What is being asked —
Return each line of the material below that contains the string "seal". Case counts.

Material provided —
- - -

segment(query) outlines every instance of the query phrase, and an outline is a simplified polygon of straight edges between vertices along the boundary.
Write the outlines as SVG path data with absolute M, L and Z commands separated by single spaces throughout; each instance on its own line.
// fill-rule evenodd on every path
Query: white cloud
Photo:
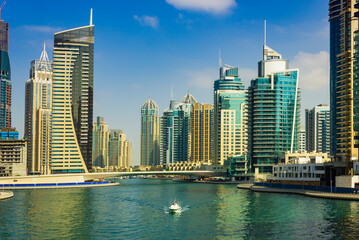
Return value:
M 225 14 L 237 6 L 235 0 L 166 0 L 166 2 L 180 10 L 208 12 L 211 14 Z
M 56 33 L 62 30 L 60 27 L 38 26 L 38 25 L 24 25 L 22 26 L 26 31 L 41 32 L 41 33 Z
M 329 53 L 299 52 L 291 63 L 299 68 L 299 86 L 305 90 L 320 90 L 329 85 Z
M 133 18 L 138 21 L 142 26 L 158 28 L 160 24 L 160 20 L 156 16 L 143 15 L 142 17 L 139 17 L 137 15 L 134 15 Z

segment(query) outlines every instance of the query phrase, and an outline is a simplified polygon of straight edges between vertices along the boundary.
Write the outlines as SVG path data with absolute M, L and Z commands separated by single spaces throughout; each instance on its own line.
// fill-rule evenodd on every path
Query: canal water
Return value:
M 115 187 L 17 190 L 0 239 L 358 239 L 359 202 L 235 185 L 119 180 Z M 184 211 L 168 214 L 177 199 Z

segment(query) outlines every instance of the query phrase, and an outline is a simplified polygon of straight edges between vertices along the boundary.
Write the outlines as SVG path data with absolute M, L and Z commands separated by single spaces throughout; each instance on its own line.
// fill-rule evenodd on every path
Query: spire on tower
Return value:
M 91 8 L 91 13 L 90 13 L 90 26 L 92 26 L 92 8 Z

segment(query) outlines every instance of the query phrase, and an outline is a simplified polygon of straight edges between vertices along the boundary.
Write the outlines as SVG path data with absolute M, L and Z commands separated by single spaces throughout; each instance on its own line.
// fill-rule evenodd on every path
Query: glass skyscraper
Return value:
M 298 69 L 264 45 L 258 78 L 248 88 L 248 154 L 251 171 L 272 172 L 279 155 L 298 151 L 300 97 Z
M 25 133 L 29 174 L 50 174 L 52 118 L 52 62 L 47 52 L 31 62 L 25 87 Z
M 192 102 L 170 101 L 161 117 L 161 164 L 188 161 Z
M 11 127 L 9 24 L 0 19 L 0 128 Z
M 155 101 L 148 99 L 141 107 L 141 165 L 160 164 L 160 117 Z
M 91 14 L 92 16 L 92 14 Z M 55 33 L 52 172 L 92 168 L 94 25 Z
M 213 160 L 223 165 L 228 157 L 247 152 L 247 93 L 238 67 L 220 66 L 219 76 L 214 82 Z
M 330 113 L 331 151 L 336 161 L 346 163 L 358 160 L 354 148 L 354 43 L 358 30 L 358 9 L 354 0 L 330 0 Z

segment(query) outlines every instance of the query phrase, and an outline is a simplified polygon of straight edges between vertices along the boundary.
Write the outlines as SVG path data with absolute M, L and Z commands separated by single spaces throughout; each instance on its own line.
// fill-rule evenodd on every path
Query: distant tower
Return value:
M 284 152 L 299 150 L 299 69 L 289 69 L 288 60 L 263 45 L 258 77 L 248 88 L 248 155 L 251 171 L 272 172 Z
M 214 82 L 215 164 L 223 165 L 228 157 L 246 154 L 246 109 L 246 90 L 238 67 L 220 66 L 219 79 Z
M 141 166 L 160 164 L 160 117 L 157 104 L 148 99 L 141 107 Z
M 0 13 L 5 2 L 0 7 Z M 11 69 L 9 24 L 0 19 L 0 128 L 11 127 Z
M 25 132 L 29 174 L 50 174 L 52 63 L 45 49 L 31 62 L 25 90 Z
M 190 161 L 210 163 L 213 161 L 213 105 L 193 103 L 190 120 Z
M 97 122 L 93 125 L 93 147 L 92 147 L 92 166 L 106 167 L 108 161 L 108 144 L 110 131 L 103 117 L 97 117 Z
M 55 33 L 52 173 L 92 168 L 94 25 Z M 70 152 L 71 149 L 71 152 Z
M 330 154 L 330 108 L 327 104 L 305 109 L 305 128 L 307 151 Z
M 161 117 L 161 164 L 189 160 L 189 121 L 192 102 L 196 100 L 192 95 L 185 96 L 184 102 L 171 98 L 169 108 Z

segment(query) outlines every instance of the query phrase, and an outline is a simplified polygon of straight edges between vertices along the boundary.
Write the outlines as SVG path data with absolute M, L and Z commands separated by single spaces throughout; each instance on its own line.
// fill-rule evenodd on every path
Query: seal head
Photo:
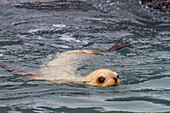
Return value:
M 98 69 L 84 77 L 83 82 L 100 87 L 115 86 L 119 84 L 119 75 L 109 69 Z

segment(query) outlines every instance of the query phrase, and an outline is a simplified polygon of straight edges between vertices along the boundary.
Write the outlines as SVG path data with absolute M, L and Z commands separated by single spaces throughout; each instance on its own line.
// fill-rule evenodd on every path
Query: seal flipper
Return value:
M 41 77 L 42 75 L 39 74 L 34 74 L 34 73 L 25 73 L 16 69 L 11 69 L 3 64 L 0 64 L 0 67 L 3 68 L 4 70 L 14 74 L 14 75 L 20 75 L 20 76 L 35 76 L 35 77 Z

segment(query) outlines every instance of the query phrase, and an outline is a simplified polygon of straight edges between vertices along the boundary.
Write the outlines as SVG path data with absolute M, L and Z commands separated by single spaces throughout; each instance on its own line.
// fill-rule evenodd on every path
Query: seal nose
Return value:
M 113 79 L 114 79 L 115 83 L 117 83 L 117 78 L 116 78 L 116 77 L 114 77 Z

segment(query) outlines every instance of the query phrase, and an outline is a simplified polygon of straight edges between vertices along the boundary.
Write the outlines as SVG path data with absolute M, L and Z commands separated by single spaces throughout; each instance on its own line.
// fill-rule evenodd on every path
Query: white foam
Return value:
M 61 40 L 65 40 L 65 41 L 75 41 L 75 42 L 81 42 L 80 40 L 76 40 L 75 38 L 69 36 L 69 35 L 66 35 L 66 34 L 63 34 L 62 37 L 60 37 Z
M 35 32 L 37 32 L 37 31 L 40 31 L 41 29 L 30 29 L 29 31 L 28 31 L 28 33 L 35 33 Z
M 59 27 L 59 28 L 66 27 L 65 24 L 53 24 L 52 26 L 53 26 L 53 27 Z

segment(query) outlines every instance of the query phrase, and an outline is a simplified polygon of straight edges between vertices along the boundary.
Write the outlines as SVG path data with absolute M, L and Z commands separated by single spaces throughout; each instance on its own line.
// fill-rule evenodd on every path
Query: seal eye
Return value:
M 102 84 L 102 83 L 105 81 L 105 78 L 104 78 L 104 77 L 100 77 L 100 78 L 98 79 L 98 81 Z

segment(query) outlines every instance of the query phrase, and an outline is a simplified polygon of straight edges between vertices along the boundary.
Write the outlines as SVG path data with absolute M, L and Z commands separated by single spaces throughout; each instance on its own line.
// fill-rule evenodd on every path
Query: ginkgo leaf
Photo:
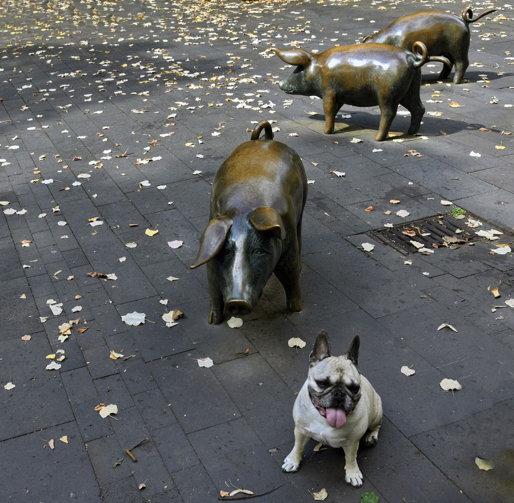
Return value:
M 449 328 L 450 330 L 453 330 L 454 332 L 458 332 L 458 331 L 454 327 L 450 325 L 449 323 L 442 323 L 437 327 L 438 330 L 440 330 L 443 328 Z
M 408 217 L 410 213 L 408 211 L 406 211 L 405 210 L 399 210 L 396 212 L 396 214 L 398 217 L 400 217 L 402 218 L 405 218 L 406 217 Z
M 405 374 L 406 375 L 412 375 L 413 374 L 416 373 L 416 371 L 413 369 L 409 368 L 407 365 L 403 365 L 403 367 L 400 369 L 400 372 L 402 374 Z
M 239 328 L 240 327 L 243 326 L 243 320 L 241 318 L 232 316 L 230 319 L 227 320 L 227 325 L 230 328 Z
M 63 312 L 62 306 L 63 304 L 61 302 L 60 304 L 52 304 L 50 306 L 50 309 L 54 316 L 59 316 Z
M 328 494 L 326 492 L 326 489 L 323 488 L 317 493 L 313 493 L 313 496 L 314 496 L 314 499 L 316 501 L 323 501 L 326 499 Z
M 209 368 L 214 364 L 210 358 L 198 358 L 196 360 L 198 362 L 198 367 L 205 367 L 206 368 Z
M 45 370 L 59 370 L 61 368 L 61 364 L 56 363 L 55 362 L 52 362 L 51 363 L 49 363 L 48 365 L 45 367 Z
M 492 460 L 482 459 L 481 458 L 475 458 L 475 464 L 481 470 L 486 472 L 492 470 L 494 468 L 494 462 Z
M 445 391 L 449 391 L 450 389 L 462 389 L 462 386 L 458 382 L 453 379 L 443 379 L 439 385 Z
M 145 316 L 146 315 L 144 313 L 138 313 L 137 311 L 135 311 L 132 313 L 127 313 L 122 316 L 121 319 L 127 325 L 137 327 L 138 325 L 144 323 Z
M 108 405 L 105 405 L 100 409 L 99 413 L 100 416 L 104 419 L 111 414 L 117 414 L 118 406 L 115 405 L 113 403 L 109 404 Z
M 307 344 L 305 340 L 302 340 L 299 337 L 292 337 L 287 341 L 287 345 L 290 348 L 297 346 L 299 348 L 304 348 Z
M 496 255 L 505 255 L 512 252 L 510 246 L 502 246 L 500 248 L 491 248 L 491 251 Z

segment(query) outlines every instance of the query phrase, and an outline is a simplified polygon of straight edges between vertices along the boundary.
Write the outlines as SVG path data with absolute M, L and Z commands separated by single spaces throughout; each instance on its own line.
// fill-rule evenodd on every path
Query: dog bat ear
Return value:
M 354 340 L 352 341 L 350 345 L 350 349 L 348 350 L 345 356 L 351 362 L 353 362 L 354 365 L 357 367 L 359 365 L 359 347 L 360 346 L 360 339 L 358 335 L 356 335 L 354 337 Z
M 309 356 L 309 363 L 311 366 L 330 356 L 330 340 L 328 334 L 321 330 L 316 336 L 314 347 Z

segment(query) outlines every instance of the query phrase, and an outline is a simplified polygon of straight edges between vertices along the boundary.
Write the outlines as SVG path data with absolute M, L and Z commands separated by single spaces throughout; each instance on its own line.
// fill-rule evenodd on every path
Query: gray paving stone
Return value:
M 17 335 L 32 334 L 43 330 L 41 322 L 37 317 L 32 284 L 24 278 L 13 278 L 2 281 L 3 292 L 3 310 L 6 316 L 0 317 L 0 339 L 8 340 Z M 25 294 L 26 299 L 20 297 Z M 13 325 L 15 327 L 13 330 Z
M 218 491 L 225 490 L 225 482 L 230 481 L 238 487 L 251 487 L 255 493 L 265 492 L 285 482 L 267 450 L 243 418 L 192 433 L 188 438 Z M 249 470 L 248 465 L 259 469 Z M 276 501 L 272 493 L 262 500 Z
M 28 343 L 20 337 L 0 343 L 3 381 L 16 386 L 2 394 L 2 440 L 73 420 L 59 371 L 45 370 L 50 361 L 45 356 L 52 352 L 44 332 L 33 334 Z M 26 403 L 31 404 L 30 414 Z
M 263 357 L 249 355 L 213 371 L 264 445 L 280 443 L 295 396 Z
M 111 420 L 107 418 L 102 419 L 99 416 L 98 417 L 101 421 Z M 113 434 L 86 441 L 91 464 L 101 486 L 122 480 L 131 475 L 132 466 L 128 462 L 130 459 L 123 452 L 124 448 L 122 447 L 116 435 Z M 117 460 L 121 458 L 123 460 L 121 464 L 116 467 L 113 466 L 116 463 Z
M 195 351 L 148 364 L 157 385 L 166 397 L 186 433 L 198 431 L 241 414 L 227 392 L 209 369 L 198 366 Z M 208 402 L 189 391 L 201 387 Z
M 175 472 L 172 477 L 186 503 L 203 503 L 217 497 L 218 491 L 201 464 Z
M 178 423 L 154 430 L 152 438 L 170 474 L 199 464 L 199 460 Z
M 67 444 L 59 440 L 64 435 L 68 437 Z M 48 445 L 51 439 L 55 445 L 53 450 Z M 42 497 L 101 503 L 87 454 L 73 421 L 0 442 L 5 474 L 0 497 L 16 503 L 31 503 Z M 23 480 L 19 476 L 21 466 L 30 474 Z
M 68 400 L 72 405 L 98 398 L 98 393 L 86 367 L 61 372 L 61 377 Z
M 395 455 L 384 456 L 387 452 Z M 372 467 L 366 472 L 368 478 L 389 501 L 402 498 L 424 503 L 471 500 L 387 420 L 378 442 L 365 453 L 366 463 Z
M 124 409 L 117 415 L 118 420 L 113 426 L 123 451 L 148 438 L 148 432 L 136 407 Z M 136 484 L 146 484 L 146 497 L 158 494 L 166 487 L 173 487 L 173 481 L 152 438 L 135 449 L 133 454 L 137 459 L 137 463 L 126 456 L 125 461 L 130 464 Z
M 113 433 L 111 423 L 114 420 L 107 418 L 103 419 L 95 410 L 95 407 L 100 403 L 100 399 L 95 398 L 72 405 L 71 408 L 77 418 L 77 424 L 84 442 L 106 437 Z
M 512 407 L 506 400 L 410 440 L 472 501 L 508 500 L 512 445 L 505 432 L 512 427 Z M 493 460 L 494 472 L 479 470 L 476 457 Z
M 155 388 L 133 396 L 146 427 L 151 431 L 169 426 L 177 422 L 168 403 L 160 389 Z
M 114 403 L 119 410 L 134 406 L 132 398 L 119 374 L 95 379 L 95 386 L 104 403 Z

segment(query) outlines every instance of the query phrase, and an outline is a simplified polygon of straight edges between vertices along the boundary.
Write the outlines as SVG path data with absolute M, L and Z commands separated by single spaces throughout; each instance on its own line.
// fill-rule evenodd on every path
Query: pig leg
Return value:
M 207 265 L 207 282 L 209 284 L 209 297 L 210 300 L 210 309 L 207 316 L 207 322 L 217 325 L 223 321 L 223 309 L 225 307 L 223 294 L 219 289 L 214 265 L 210 262 L 208 262 Z
M 325 112 L 325 134 L 332 134 L 334 132 L 336 114 L 339 110 L 337 98 L 334 91 L 325 92 L 323 97 L 323 110 Z
M 380 109 L 380 123 L 375 139 L 377 141 L 383 141 L 387 138 L 393 120 L 396 116 L 398 103 L 386 103 L 382 102 L 379 103 L 378 106 Z
M 464 74 L 469 65 L 469 60 L 468 59 L 467 53 L 462 60 L 455 60 L 455 75 L 453 76 L 453 83 L 461 84 L 464 78 Z
M 286 293 L 287 309 L 291 313 L 302 310 L 302 291 L 300 286 L 300 254 L 293 238 L 291 246 L 277 264 L 275 276 L 282 284 Z
M 421 72 L 412 80 L 407 94 L 403 97 L 400 104 L 411 113 L 411 125 L 408 132 L 409 134 L 415 134 L 419 129 L 421 120 L 425 114 L 425 107 L 419 98 L 419 84 L 421 82 Z
M 451 69 L 453 67 L 453 65 L 455 64 L 453 62 L 453 60 L 451 58 L 444 55 L 443 55 L 443 56 L 445 56 L 445 57 L 448 58 L 450 62 L 451 63 L 451 67 L 449 68 L 446 65 L 443 65 L 443 69 L 441 70 L 441 73 L 439 74 L 439 79 L 446 79 L 448 75 L 450 75 L 450 73 L 451 71 Z

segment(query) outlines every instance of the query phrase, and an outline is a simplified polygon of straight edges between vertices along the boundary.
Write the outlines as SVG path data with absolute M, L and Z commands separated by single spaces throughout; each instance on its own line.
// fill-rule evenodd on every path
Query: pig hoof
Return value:
M 300 313 L 302 311 L 302 299 L 292 299 L 287 302 L 287 309 L 291 313 Z
M 209 312 L 209 315 L 207 316 L 207 322 L 210 325 L 218 325 L 223 321 L 223 313 L 216 313 L 213 311 Z

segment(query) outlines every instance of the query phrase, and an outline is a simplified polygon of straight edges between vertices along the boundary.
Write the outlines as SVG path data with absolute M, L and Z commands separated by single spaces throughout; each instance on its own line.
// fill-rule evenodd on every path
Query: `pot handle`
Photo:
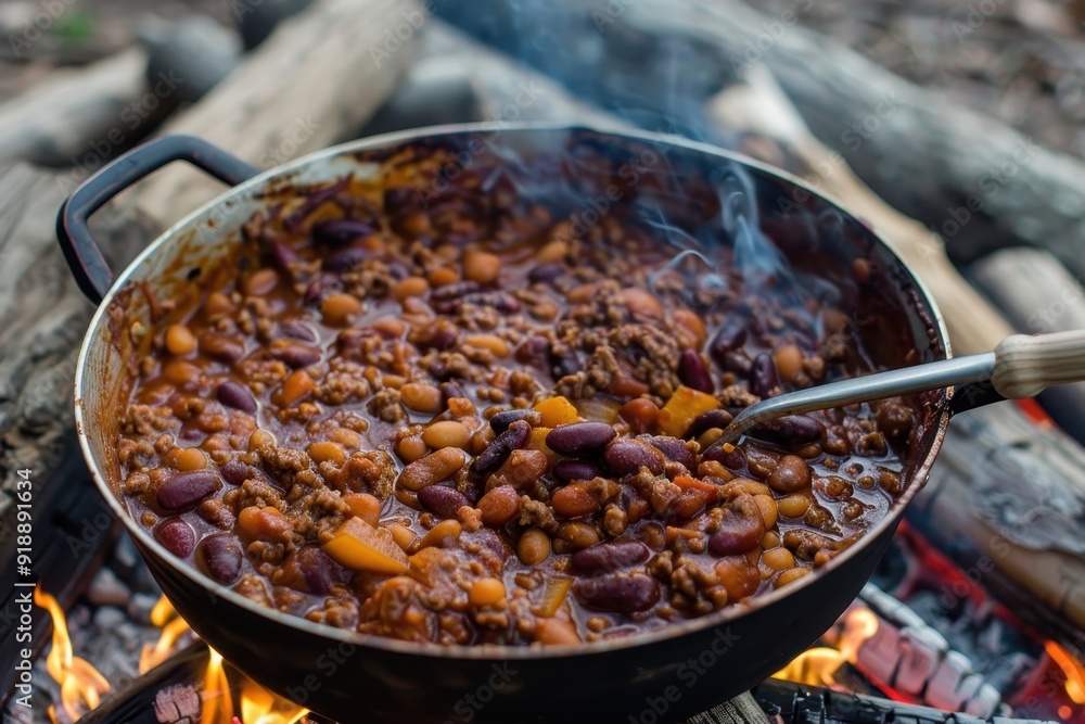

- - -

Written response —
Query: seal head
Query: seal flipper
Query: seal nose
Query: seal eye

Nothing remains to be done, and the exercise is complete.